## Source extract

────────

In school, “Runo Veikko” was Anglicized to “Reynold Vake,” but family and friends still called him “Veikko” or “Vake.”  Years later, when he went into the Navy, he was required to use “Reynold.”  His colleagues nicknamed him “Ray,” and that was the name he used when he met Milly Goers. After she married him and moved to Oregon, she had to adapt—she wasn’t married to “Ray,” she was married to “Vake.”  But “Ray” was the genesis of their first child’s middle name, “ Susan Rae;” and of Mark’s daughter’s middle name “Meghan Rae;” and of his first great-grandchild, “Reynold Vake Blaine Martin”; and of Dean’s middle name, “Dean Reynold,” and of Dean’s older boy, “Gregory Reynold.”
By the time Vake entered high school, the family was back in Marshfield, Oregon. Vake swam competitively, a sport that his grandchildren Meghan and Drew pursued during their school days.  His daughter Susan had tried, but that was a fiasco. She trained in a lake, not a pool, with the distances estimated. At the meet, she jumped into the pool and swam to beat the band, and popped up at the other end of the pool and finally figured out that she was supposed to turn around and go back.  It was a fiasco, and she came down with a migraine. And besides that, Vake had stood beside the lake, but well out of the sun that he was supposed to avoid, because it triggered flare-ups of his lupus. But he didn’t notice the sun’s frying the tops of his feet. It was painful for him to wear his work boots for the rest of the week.
At Marshfield High, Vake was instructed in Latin, penmanship and in writing polite letters: “Miss Otis regrets that she’s unable to lunch today.” Years later, his daughter Sandy found his workbooks in the attic at Sofia and Eli’s house. Vake had assigned names to each of the parties in his polite letters, and the names were in Finnish. He translated.  “That one is a pissant,” he said. “That’s another pissant.”

────────

## Task A
Summarize the excerpt about Vake in two sentences.
## Task B
Go on with the excerpt about Vake, starting after its last sentence.
The rows that come next are separate material.

## Source information
────────

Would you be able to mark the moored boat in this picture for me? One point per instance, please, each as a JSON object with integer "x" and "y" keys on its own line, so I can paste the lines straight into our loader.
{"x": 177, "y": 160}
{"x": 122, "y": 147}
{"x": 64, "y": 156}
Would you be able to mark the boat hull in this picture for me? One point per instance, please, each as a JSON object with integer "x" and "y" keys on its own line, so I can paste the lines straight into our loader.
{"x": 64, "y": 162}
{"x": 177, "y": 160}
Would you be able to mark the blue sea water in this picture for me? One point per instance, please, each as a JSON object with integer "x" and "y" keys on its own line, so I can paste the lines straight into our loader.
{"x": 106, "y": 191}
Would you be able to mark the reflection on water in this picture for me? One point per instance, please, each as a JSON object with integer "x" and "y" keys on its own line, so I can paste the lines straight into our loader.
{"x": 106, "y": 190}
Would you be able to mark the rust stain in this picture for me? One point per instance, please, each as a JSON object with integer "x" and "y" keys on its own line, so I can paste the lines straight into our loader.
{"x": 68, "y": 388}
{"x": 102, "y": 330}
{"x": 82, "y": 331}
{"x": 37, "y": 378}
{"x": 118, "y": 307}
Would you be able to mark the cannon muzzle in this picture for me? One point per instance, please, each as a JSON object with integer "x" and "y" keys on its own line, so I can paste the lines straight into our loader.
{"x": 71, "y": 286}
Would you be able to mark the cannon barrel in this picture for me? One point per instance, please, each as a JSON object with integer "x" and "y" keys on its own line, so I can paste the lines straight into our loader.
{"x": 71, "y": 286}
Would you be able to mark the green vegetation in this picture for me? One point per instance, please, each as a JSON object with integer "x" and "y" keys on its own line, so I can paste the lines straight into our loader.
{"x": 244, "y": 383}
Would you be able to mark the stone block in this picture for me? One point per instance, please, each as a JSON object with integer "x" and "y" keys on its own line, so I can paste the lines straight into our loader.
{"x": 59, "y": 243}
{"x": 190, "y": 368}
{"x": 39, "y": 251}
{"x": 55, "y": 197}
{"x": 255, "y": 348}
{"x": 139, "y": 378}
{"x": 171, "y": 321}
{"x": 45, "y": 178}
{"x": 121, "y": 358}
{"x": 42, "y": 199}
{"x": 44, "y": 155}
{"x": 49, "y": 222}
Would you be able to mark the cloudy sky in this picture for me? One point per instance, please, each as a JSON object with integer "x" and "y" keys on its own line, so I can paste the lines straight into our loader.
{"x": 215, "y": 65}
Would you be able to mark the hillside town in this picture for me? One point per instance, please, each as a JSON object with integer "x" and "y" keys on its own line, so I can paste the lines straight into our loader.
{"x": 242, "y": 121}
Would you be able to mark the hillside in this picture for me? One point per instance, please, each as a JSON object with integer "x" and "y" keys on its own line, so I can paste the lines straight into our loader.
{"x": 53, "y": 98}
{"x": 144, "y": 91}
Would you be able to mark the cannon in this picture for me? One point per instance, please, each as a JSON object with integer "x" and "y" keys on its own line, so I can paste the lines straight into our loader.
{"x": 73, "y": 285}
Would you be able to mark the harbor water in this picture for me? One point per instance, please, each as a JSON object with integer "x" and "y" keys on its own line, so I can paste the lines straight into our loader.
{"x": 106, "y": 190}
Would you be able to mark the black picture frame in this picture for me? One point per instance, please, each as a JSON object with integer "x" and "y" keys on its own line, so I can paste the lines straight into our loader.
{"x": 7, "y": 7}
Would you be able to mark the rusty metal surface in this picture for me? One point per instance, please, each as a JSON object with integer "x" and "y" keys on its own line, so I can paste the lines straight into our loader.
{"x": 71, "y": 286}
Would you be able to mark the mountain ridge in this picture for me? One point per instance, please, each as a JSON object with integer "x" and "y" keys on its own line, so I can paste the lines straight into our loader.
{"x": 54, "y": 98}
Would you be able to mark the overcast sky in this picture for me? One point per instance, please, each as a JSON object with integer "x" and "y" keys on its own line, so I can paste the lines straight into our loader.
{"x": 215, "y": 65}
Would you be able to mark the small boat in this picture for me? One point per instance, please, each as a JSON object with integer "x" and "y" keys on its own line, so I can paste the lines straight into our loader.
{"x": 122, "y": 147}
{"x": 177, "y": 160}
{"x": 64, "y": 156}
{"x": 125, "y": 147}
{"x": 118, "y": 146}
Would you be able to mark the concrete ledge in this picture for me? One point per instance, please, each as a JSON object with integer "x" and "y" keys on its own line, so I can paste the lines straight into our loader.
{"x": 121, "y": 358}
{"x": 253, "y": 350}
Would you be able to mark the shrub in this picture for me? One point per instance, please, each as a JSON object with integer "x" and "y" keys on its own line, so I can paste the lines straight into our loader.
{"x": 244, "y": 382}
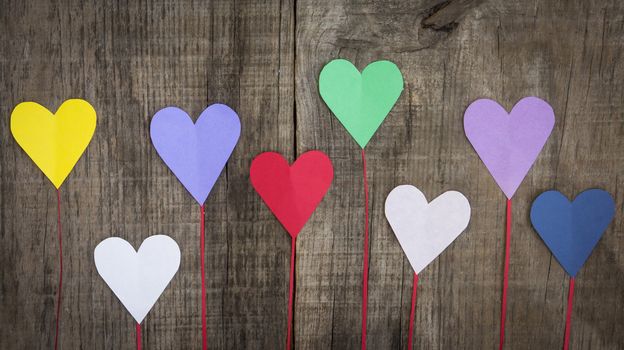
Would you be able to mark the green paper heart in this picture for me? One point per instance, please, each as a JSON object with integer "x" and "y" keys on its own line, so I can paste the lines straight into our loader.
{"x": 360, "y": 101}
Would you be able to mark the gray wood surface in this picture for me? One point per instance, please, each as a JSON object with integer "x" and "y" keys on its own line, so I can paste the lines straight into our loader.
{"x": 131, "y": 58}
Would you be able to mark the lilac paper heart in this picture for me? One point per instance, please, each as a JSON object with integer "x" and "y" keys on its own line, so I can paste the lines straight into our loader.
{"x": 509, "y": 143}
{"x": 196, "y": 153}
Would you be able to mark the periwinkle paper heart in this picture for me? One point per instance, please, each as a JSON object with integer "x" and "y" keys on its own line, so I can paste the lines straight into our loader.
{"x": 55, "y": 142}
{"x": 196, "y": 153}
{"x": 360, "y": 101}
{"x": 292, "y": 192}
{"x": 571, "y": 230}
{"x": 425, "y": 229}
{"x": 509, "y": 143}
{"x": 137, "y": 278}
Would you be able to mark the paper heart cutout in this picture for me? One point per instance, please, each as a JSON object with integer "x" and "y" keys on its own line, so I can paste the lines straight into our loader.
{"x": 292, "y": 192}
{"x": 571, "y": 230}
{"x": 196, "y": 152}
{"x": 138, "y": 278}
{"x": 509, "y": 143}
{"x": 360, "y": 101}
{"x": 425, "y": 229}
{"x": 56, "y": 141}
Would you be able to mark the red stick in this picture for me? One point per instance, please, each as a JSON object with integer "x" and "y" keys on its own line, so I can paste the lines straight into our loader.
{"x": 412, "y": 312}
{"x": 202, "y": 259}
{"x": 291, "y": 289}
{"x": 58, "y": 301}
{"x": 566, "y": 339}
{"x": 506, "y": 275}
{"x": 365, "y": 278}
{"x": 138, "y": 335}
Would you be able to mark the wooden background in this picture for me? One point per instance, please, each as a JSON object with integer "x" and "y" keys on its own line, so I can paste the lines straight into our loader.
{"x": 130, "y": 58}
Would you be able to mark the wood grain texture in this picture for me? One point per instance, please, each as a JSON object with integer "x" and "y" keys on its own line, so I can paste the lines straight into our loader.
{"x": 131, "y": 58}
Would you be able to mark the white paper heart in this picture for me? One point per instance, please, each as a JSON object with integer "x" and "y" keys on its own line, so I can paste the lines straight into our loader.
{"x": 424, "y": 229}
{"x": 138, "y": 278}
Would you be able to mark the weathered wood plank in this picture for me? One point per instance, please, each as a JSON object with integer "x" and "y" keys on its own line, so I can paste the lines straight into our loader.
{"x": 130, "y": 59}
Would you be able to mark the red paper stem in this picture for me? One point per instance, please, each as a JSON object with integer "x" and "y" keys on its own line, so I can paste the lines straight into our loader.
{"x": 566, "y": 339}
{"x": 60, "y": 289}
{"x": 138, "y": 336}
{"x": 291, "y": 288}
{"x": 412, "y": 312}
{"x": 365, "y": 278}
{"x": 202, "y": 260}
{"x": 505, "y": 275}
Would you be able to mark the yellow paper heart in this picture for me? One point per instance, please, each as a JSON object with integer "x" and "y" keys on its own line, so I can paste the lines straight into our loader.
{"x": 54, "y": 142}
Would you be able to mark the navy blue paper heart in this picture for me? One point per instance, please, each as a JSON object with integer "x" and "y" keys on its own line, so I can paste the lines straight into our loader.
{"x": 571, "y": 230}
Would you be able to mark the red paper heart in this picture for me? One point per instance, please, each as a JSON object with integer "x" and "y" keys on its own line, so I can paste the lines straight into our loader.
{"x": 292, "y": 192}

────────

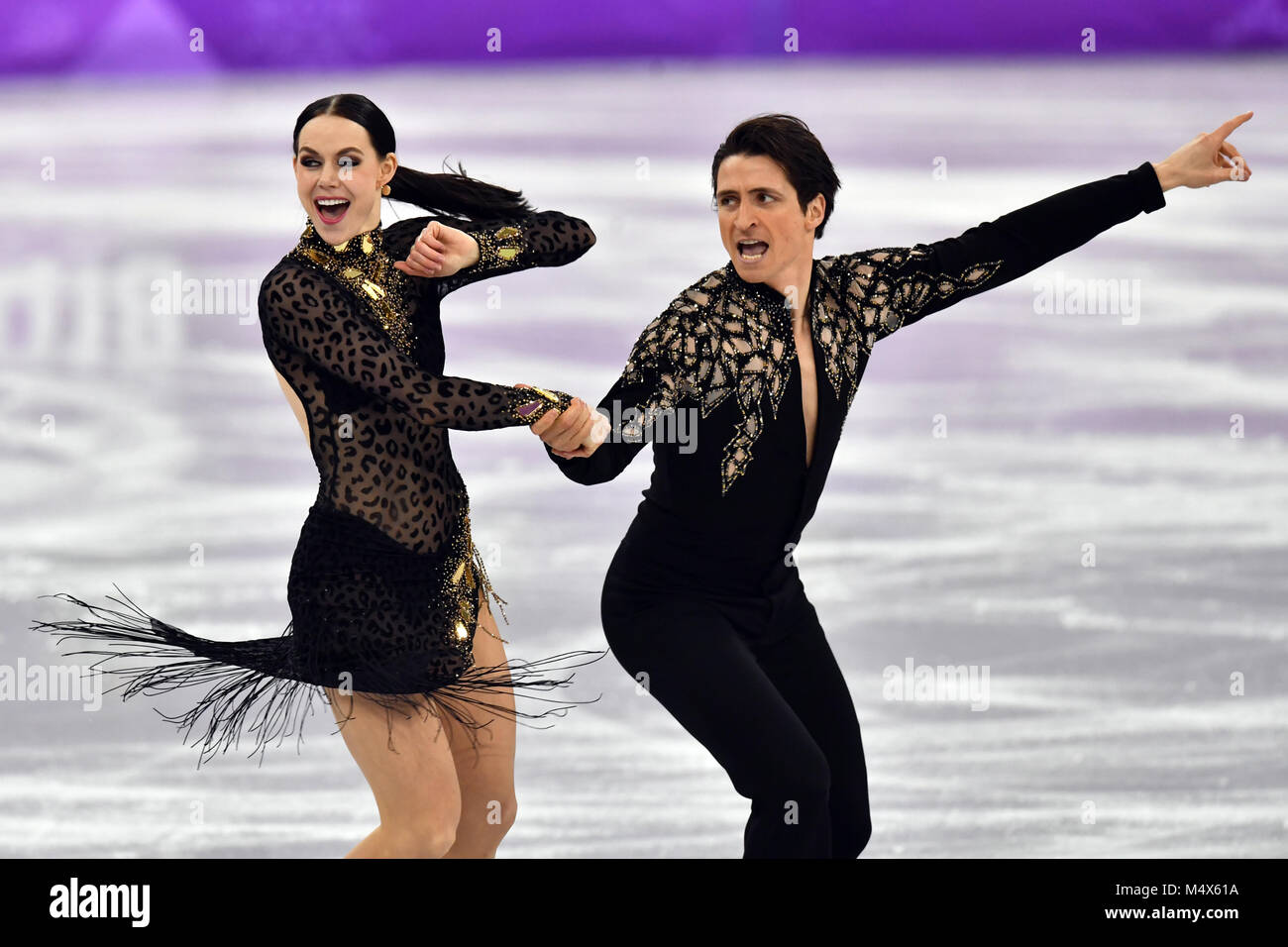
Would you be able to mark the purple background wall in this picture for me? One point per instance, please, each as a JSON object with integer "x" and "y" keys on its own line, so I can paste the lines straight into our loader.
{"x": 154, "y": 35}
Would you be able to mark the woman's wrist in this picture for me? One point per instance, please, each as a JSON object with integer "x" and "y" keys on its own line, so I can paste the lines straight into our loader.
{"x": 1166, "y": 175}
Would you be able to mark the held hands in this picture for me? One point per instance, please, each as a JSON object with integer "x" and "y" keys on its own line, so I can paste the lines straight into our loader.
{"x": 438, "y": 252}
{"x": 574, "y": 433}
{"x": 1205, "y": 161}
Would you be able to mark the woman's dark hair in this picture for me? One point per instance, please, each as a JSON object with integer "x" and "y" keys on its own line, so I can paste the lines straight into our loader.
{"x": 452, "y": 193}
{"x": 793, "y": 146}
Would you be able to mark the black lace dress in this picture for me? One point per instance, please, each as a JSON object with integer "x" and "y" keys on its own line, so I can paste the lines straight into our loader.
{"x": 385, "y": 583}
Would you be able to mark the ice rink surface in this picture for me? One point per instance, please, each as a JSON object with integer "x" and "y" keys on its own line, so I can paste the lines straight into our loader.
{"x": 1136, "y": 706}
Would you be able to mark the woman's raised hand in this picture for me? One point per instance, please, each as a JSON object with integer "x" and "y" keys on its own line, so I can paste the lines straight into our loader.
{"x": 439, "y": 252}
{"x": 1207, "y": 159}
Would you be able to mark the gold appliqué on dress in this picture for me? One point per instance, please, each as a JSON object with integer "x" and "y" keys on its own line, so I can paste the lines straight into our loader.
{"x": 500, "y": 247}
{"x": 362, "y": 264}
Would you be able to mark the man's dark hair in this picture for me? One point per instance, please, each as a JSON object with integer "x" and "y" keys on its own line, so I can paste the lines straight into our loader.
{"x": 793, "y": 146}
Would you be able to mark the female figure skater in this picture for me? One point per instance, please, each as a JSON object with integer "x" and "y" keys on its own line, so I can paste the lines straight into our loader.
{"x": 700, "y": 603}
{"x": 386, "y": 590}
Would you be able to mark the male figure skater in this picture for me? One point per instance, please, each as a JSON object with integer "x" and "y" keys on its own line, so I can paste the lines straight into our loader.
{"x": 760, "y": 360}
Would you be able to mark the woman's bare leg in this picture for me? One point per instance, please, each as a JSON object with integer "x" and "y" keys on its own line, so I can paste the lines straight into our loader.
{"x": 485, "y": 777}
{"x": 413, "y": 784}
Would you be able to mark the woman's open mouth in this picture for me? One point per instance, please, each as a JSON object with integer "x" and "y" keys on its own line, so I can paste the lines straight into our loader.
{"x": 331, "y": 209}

────────

## Task answer A
Runo Veikko became "Reynold Vake" in school, "Reynold" in the Navy and "Ray" to his Navy colleagues, though family and friends called him "Veikko" or "Vake," and the names "Ray" and "Reynold" were later carried into the names of several descendants. In high school in Marshfield, Oregon, he swam competitively and studied Latin, penmanship and polite letter writing, giving the parties in his letters Finnish names.

## Task answer B
After high school, Vake shared a house with another Finnish comrade, Aino Kiander. They shared clothing, and Vake complained that each one of them got a boil on the back of his neck where a collar rubbed a lesion from a staph infection.
Eventually, Aino became a distributor of candy vending machines that he placed in a large territory throughout Oregon, and he thrived financially. One day he got a long distance telephone call that he thought was from Chicago. “That’s enough” the voice said.  He was not to expand his territory further. It already belonged to a mob.  He may not have expanded, but Aino remained generous with the candy from his machines.  Every time he came to visit Vake’s family, he brought a boxful of candy basrs for the kids that was like Halloween outside of October.  He was also instrumental in placing blood pressure testing machines in pharmacies throughout his territory, and it was he who saw to it that testing would always be free. When he was an old man, he called on Vake’s daughter Tina, near Tucson, Arizona—and he arrived with a boxful of candy.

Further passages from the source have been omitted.